• _WHAT THE TASK ASKS_: Filter the rows below, keeping only the lines that contain the string "strap". Matching is case-sensitive.

• _Dataset excerpt_:
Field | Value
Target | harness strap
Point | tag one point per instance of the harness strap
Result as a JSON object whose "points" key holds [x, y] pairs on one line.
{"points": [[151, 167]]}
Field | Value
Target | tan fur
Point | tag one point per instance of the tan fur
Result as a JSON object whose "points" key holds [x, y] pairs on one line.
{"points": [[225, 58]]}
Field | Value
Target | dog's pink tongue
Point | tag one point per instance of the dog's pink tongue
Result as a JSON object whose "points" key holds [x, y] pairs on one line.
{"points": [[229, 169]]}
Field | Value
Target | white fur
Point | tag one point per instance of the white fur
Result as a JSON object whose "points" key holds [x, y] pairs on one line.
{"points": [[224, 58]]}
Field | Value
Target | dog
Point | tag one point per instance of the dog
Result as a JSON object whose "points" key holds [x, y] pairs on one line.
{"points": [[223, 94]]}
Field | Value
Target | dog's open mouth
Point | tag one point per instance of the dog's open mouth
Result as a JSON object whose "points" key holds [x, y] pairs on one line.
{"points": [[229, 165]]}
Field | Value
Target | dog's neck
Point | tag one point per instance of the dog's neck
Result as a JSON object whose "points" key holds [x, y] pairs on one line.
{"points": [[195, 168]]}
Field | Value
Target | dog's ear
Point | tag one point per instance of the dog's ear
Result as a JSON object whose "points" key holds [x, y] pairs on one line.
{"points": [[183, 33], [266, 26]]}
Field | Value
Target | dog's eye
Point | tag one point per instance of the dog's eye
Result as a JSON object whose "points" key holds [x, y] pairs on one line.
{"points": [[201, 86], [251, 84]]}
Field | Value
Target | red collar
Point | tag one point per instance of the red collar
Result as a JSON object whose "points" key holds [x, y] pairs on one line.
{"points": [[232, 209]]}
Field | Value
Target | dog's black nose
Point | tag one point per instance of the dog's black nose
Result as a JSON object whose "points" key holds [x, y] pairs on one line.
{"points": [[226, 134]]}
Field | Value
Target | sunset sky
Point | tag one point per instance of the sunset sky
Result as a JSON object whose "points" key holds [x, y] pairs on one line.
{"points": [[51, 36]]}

• _EXPECTED OUTPUT_:
Target | harness strap
Point | tag one point per instance of the harness strap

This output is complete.